== Objective ==
Update the rubric generation text from the passage starting at "The process requires" and ending at "and observable outcomes.", replacing "decomposition" with "breakdown".

== Extract to read ==
Rubric Generation

Summary: The process of transforming task descriptions into structured evaluation criteria with specific, non-overlapping components. Microsoft Research identifies this as a critical design principle for building reliable verifiers that achieve human-level agreement in evaluating computer use agents.

Overview

Rubric generation involves creating systematic evaluation frameworks from high-level task descriptions. The key insight is that effective rubrics must contain specific, non-overlapping criteria rather than vague or redundant evaluation points. This structured approach enables automated verifiers to achieve Cohen's κ≈0.7 agreement with human evaluators, matching the level at which humans agree with each other.

The process requires careful decomposition of tasks into measurable components that can be independently verified. Rather than using broad criteria like "task completion," effective rubrics break down evaluation into granular elements such as specific actions taken, intermediate states achieved, and observable outcomes.

== Provided material ==
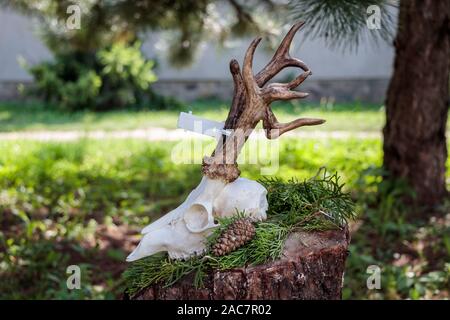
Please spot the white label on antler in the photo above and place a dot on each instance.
(188, 121)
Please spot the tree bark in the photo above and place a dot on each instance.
(417, 100)
(312, 267)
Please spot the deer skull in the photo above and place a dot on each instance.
(182, 232)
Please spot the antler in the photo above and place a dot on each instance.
(251, 104)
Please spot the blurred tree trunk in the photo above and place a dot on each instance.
(417, 99)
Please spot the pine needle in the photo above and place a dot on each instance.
(312, 205)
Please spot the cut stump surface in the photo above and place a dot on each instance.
(311, 267)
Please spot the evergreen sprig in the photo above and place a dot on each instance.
(312, 205)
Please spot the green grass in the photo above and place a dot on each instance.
(293, 205)
(37, 117)
(81, 203)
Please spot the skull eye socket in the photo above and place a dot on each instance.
(196, 218)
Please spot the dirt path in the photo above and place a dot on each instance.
(162, 134)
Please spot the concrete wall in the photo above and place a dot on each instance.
(346, 76)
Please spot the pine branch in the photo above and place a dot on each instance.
(312, 205)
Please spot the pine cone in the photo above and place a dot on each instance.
(236, 235)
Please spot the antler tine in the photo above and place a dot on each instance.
(274, 129)
(281, 59)
(247, 71)
(238, 95)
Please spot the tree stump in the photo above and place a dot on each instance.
(311, 267)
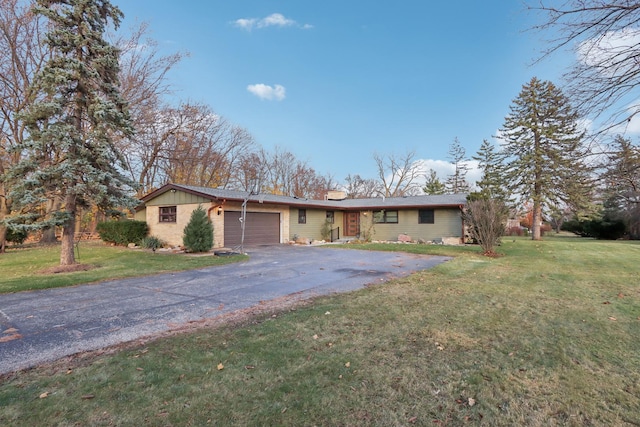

== Expected answer ==
The process requires careful breakdown of tasks into measurable components that can be independently verified. Rather than using broad criteria like "task completion," effective rubrics break down evaluation into granular elements such as specific actions taken, intermediate states achieved, and observable outcomes.